++++ The data ++++
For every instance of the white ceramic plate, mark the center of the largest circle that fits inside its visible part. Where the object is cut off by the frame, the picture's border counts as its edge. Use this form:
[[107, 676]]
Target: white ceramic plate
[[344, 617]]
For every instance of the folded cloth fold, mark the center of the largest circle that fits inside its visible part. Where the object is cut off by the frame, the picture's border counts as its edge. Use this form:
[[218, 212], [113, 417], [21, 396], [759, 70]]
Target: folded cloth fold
++++
### What you have to do
Copy the data word for word, from its beginning through the line containing "[[344, 617]]", including that line.

### Solved exercise
For every instance of the white ceramic plate, mark the center of the largest circle that fits inside its visible part. Where the object is cut off by the frame, the picture's border counts as its edge. Use this form:
[[107, 676]]
Target: white ceramic plate
[[344, 617]]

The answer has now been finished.